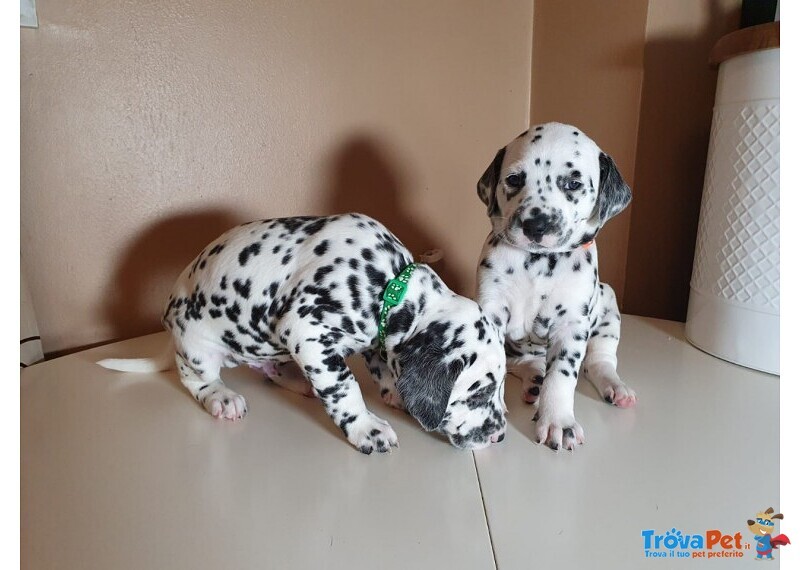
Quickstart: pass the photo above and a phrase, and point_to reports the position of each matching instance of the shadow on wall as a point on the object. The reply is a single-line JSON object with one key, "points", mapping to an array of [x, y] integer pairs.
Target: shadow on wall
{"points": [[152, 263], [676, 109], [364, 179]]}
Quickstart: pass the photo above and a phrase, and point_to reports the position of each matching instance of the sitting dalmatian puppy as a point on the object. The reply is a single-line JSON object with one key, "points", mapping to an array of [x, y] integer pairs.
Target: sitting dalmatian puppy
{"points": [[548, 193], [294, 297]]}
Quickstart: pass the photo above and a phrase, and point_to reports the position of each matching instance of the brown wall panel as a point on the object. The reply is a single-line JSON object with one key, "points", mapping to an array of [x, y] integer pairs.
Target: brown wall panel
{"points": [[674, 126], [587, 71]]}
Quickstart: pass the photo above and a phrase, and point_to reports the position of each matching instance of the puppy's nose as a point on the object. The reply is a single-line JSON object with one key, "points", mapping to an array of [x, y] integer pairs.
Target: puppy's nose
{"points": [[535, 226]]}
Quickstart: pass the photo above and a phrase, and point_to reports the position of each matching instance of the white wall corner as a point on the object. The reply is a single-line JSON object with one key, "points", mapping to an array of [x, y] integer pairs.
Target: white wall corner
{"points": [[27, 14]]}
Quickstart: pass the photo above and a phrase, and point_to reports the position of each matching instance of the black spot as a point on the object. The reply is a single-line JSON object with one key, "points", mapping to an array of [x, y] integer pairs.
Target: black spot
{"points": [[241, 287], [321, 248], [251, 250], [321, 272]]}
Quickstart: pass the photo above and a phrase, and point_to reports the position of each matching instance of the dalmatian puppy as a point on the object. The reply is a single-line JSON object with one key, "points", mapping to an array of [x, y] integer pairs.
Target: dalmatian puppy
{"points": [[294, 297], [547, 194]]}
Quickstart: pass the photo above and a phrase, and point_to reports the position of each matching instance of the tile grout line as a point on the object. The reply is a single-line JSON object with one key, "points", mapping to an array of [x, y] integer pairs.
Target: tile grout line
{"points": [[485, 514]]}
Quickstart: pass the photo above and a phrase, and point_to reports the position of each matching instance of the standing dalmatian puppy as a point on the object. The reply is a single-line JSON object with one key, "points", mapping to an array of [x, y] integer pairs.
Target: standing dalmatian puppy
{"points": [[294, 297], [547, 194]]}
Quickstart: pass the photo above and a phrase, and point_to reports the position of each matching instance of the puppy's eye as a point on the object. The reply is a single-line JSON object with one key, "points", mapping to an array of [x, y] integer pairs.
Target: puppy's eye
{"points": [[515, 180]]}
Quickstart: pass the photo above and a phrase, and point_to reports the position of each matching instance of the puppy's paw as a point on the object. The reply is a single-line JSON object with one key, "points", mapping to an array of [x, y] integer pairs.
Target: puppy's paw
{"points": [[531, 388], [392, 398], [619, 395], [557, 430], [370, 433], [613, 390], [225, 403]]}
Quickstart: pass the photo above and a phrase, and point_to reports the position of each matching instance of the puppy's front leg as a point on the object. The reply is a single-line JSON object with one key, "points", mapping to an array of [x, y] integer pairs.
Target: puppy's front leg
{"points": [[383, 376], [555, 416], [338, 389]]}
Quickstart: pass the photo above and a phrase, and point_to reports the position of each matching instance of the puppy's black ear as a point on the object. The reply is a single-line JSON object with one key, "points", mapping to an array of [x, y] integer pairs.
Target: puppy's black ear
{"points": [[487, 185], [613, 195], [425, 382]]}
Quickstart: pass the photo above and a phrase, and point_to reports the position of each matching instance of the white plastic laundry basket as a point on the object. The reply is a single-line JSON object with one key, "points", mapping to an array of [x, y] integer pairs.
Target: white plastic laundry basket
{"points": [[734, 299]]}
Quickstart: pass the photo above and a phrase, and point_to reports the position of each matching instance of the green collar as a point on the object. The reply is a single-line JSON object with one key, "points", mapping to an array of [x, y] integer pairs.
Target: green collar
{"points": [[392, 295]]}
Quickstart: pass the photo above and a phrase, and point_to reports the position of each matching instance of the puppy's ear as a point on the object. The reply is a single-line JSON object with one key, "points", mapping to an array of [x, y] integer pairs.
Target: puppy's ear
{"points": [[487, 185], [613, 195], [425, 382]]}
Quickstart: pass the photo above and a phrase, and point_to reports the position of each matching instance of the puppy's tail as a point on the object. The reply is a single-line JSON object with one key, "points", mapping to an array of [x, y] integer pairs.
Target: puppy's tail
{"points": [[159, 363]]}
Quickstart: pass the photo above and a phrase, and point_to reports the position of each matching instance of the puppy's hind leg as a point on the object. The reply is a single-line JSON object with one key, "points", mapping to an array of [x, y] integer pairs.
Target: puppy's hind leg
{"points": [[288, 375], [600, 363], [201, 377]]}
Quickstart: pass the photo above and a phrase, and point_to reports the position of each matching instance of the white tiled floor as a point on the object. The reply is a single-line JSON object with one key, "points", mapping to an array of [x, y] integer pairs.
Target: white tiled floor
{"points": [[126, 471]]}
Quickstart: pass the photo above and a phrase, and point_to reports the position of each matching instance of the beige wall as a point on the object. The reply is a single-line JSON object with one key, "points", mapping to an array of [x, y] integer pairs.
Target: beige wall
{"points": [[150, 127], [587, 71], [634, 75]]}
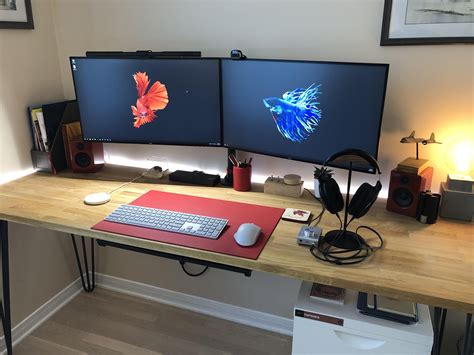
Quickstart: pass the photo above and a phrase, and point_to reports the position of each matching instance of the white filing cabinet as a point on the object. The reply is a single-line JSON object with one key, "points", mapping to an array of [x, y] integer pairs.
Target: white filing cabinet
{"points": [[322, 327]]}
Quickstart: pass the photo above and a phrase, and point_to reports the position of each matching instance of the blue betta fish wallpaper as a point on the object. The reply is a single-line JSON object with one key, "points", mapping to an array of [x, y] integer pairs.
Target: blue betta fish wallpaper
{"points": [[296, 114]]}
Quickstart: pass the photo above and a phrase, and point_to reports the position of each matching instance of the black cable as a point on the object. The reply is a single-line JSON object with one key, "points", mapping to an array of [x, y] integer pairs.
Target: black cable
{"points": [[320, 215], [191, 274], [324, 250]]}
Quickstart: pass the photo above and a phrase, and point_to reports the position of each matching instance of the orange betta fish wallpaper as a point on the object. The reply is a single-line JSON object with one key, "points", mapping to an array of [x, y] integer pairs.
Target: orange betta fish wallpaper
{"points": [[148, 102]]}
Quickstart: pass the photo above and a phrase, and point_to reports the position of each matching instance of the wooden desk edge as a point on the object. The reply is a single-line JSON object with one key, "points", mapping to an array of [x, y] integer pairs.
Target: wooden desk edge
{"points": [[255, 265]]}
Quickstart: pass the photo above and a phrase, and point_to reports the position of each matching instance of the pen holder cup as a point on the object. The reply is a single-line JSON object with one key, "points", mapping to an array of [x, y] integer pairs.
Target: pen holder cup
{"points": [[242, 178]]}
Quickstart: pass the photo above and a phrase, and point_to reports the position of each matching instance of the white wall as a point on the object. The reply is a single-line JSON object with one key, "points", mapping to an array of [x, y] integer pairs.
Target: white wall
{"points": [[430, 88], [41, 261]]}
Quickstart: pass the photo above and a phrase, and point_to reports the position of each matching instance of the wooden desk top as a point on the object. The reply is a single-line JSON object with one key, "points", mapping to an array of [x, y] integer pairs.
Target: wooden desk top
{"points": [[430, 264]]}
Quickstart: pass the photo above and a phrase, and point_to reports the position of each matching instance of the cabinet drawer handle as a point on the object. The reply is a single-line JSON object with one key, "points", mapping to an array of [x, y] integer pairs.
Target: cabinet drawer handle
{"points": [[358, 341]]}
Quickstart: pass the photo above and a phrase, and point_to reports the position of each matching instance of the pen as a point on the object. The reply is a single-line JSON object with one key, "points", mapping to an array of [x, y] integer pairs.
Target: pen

▶ **HOW TO COMPLETE THIS TASK**: Images stay out, but the rest of the data above must be repeated exactly.

▶ **OUTPUT**:
Quickstart: pass the photo above and a phrase, and point_to reports the position of each matching instance of the shadow on wall as a point on the object. The reply is a single-line JSON object with one key, "points", mapping to an array of [x, y] integer pairs.
Target: shadow on wall
{"points": [[152, 263], [676, 109], [364, 179]]}
Quickstart: pass the photo above and a phrase, and point_to reports the position of each matching instance of the sitting dalmatian puppy as a point on the object. The reply is a single-line JSON object with one key, "points", mapping to an array of [x, y] integer pairs.
Target: sitting dalmatian puppy
{"points": [[548, 193], [294, 297]]}
Quickstart: pass the photo above and a phrase, and point_to reports the position of each matching instance of the brown wall panel as a point on the object. The reply is a single-line JSON object with one key, "points", mapping to an array of [x, y] integer pairs.
Target: brown wall panel
{"points": [[674, 126], [587, 71]]}
Quickstart: pass the photo above and a phrase, and point_to reports the position of each matching instance of the puppy's nose as a point on the object. The reply is a single-line JSON object with one key, "points", mapping to an array of [x, y] integer pairs.
Target: puppy's nose
{"points": [[535, 226]]}
Quickstart: pass the photo above and a phrase, and point_to reports the position of each matching instance of the white wall corner as a point on the object. The reply is a single-line JSON object with one key, "points", mapping to an array of [x, y] integer pairs.
Target: white wall corner
{"points": [[27, 14]]}
Quickstart: pass the photo above and a phrase, and point_to reports the position of each matching instance of the black spot as a point on the object. The reply is a single-line JSON object with one key, "points", mapping to an array of [x, y] integer pairs.
Target: black spot
{"points": [[241, 287], [321, 248], [251, 250], [321, 272]]}
Quickstart: pass the photo above and a phrase, and point_to reports the position of each matching instance of the dalmatian puppy as a point on the object. The reply is a single-line JSON object with one key, "points", mapping to an array of [x, y] integer pairs.
Target: dalmatian puppy
{"points": [[294, 297], [547, 194]]}
Quickstart: pass the photo above and a phrase, and point_to reports the position of each matching instance of the tile grout line as a point on the object. The reply is a single-line JSON object with one key, "points", mapping to an array of [x, y] integer pairs.
Target: tile grout line
{"points": [[485, 514]]}
Quickstart: pass the photo above and a phrase, and point_to reports the position of each matching instance of the standing dalmatian puppy as a point on the object. The reply is a single-line JSON object with one key, "points", mapping to an array of [x, y] integer pairs.
Target: standing dalmatian puppy
{"points": [[294, 297], [547, 194]]}
Quickstart: pass the photo above and a phrase, and point_to reports the position of each matching instance of the puppy's eye as a point on the object. The reply is a single-line JSON object with one key, "points", mapping to an array of [x, y] integer pairs.
Target: puppy's eye
{"points": [[515, 180]]}
Quickstart: pass the photo above and a phrase, and point_to reports the position of each matching instance of the puppy's paw as a point on the object. The reply is a single-line JSON object with one key, "points", mapping to an array of [x, y] integer pairs.
Target: puppy's paw
{"points": [[531, 388], [392, 398], [619, 395], [557, 430], [370, 433], [613, 390], [225, 403]]}
Quickstart: pass the photo above and a phrase, and point_to reports the position of each matching instance of the puppy's front leg as a point on the object. The reply is a single-line JSON object with one key, "points", mapping to an array of [x, y] integer pairs.
Target: puppy's front leg
{"points": [[383, 376], [555, 416], [338, 389]]}
Quickstart: pass the photo above and a phrase, and point_to reports the position of each matching instance of the puppy's black ear as a point on the object. The reply is a single-line JSON object with one key, "points", mapping to an array of [x, y] integer pairs.
Target: puppy's black ear
{"points": [[487, 185], [613, 195], [425, 382]]}
Quickstart: pass the photo above and a phrase, and point_to reports the position of each matching instance of the white plastic laundry basket as a point on the object. The reply is a single-line JSON object with one key, "points", mapping to an array of [x, y] integer pairs.
Target: white plastic laundry basket
{"points": [[734, 299]]}
Quickstart: pass the photo above and a phrase, and point_to reports the position of each matching instance of the green collar as a point on the object. The reply is a single-line JSON object with one key, "points", mapping to an array of [x, y] integer pairs.
Target: green collar
{"points": [[392, 295]]}
Quickstart: pass the photo above and a phrase, and point_to reports the position of each matching instance of the puppy's ear as a point on the object. The reply is a single-line JSON object with one key, "points", mapping to an array of [x, y] integer pairs.
Target: puppy's ear
{"points": [[487, 185], [613, 195], [425, 382]]}
Quickstart: pass the photo above and a phrase, and point_to reports the position of each matching instance of the puppy's tail as a point on the object. The reply is a single-line JSON object with one key, "points", mapping to an array of [x, y] integer pairs.
Target: puppy's tail
{"points": [[159, 363]]}
Quickstart: pass the photo above and a phrase, and point_to reports the position of each matching instance of the puppy's hind leg as a point on the object. The reply is a single-line JSON object with one key, "points", mapping to an array of [x, y] integer pairs.
Target: puppy's hind leg
{"points": [[288, 375], [600, 363], [201, 377]]}
Quickstart: pass the photo above and a phrase, and point_to reports the position of each matching instance of the white tiled floor as a point on the object. The reply is a single-line JSON object with one key, "points", mapping to an array of [x, y] integer pairs.
Target: white tiled floor
{"points": [[126, 471]]}
Quickstart: pass the photo above and a phrase, and point_to reports the position of each matching instance of the beige wall as a point on the object. The reply is a single-line JSON object with one key, "points", mapping to an array of [x, y] integer pairs.
Target: beige wall
{"points": [[150, 127], [587, 71], [634, 75]]}
Quickstart: pass the photo above and a phrase, and point_to reports the position of each matching instance of the white filing cabinet as a point on the object. The reply is a single-line JSON object with one key, "points", mapping to an array of [x, y] integer pairs.
Target: white filing cabinet
{"points": [[322, 327]]}
Quickstart: pass the photo above and a phrase, and point_to reports the position of each matching instance of the blue betta fish wallpaper as a point on the object. The reply is a single-line JSON object with one key, "points", mapping to an array of [x, y] integer pairs.
Target: blue betta fish wallpaper
{"points": [[296, 114]]}
Quickstart: pass the photo above and a phrase, and point_to reports the position of each matching instance of the black cable as a point on the object. The reply is a single-line JSON object with one key, "points", mapping to an array of [x, y] integer pairs.
Target: black cable
{"points": [[320, 215], [191, 274], [324, 250]]}
Quickstart: pass the photo above and a phrase, and point_to reports the position of each matching instance of the orange betta fish wallpaper as a point on the object. The reply is a single-line JSON object with one key, "points", mapping to an array of [x, y] integer pairs.
Target: orange betta fish wallpaper
{"points": [[148, 102]]}
Quickstart: pass the photo above and a phrase, and point_to reports the position of each matching instance of the wooden desk edge as a point on the object. The reply is a single-line JSON object with one key, "points", mapping to an array of [x, y] integer pairs.
Target: wooden desk edge
{"points": [[255, 265]]}
Quickstart: pass the photo above and a phrase, and point_to reports the position of each matching instance of the pen holder cup as a point on the object. The reply is a single-line JSON object with one key, "points", mapping to an array of [x, y] integer pairs.
Target: pen holder cup
{"points": [[242, 178]]}
Quickstart: pass the photo above and a phrase, and point_to reports the position of each matching instance of the white wall as a point on the object. The reply is a single-line JSON object with one key, "points", mapping to an array of [x, y] integer pairs.
Target: white wall
{"points": [[430, 88], [41, 261]]}
Quickstart: pass the photo above and a phrase, and point_to reports the position of each matching instance of the wooden desk top as a point on the object. The reply is a single-line JSON object with one key, "points", mapping to an array of [x, y] integer pairs.
Target: wooden desk top
{"points": [[430, 264]]}
Quickstart: pass the photo above and a phrase, and point_to reports the position of each matching instance of the cabinet drawer handle as a point on the object. The reply is a single-line JSON object with one key, "points", mapping to an array of [x, y] integer pairs.
Target: cabinet drawer handle
{"points": [[358, 341]]}
Quickstart: pass the photo above and a phrase, and point_to reports the position of each matching instance of the pen as a point on the object. The reply is a single-line JSON object with one key, "points", mapping to an array of [x, y] integer pairs.
Target: pen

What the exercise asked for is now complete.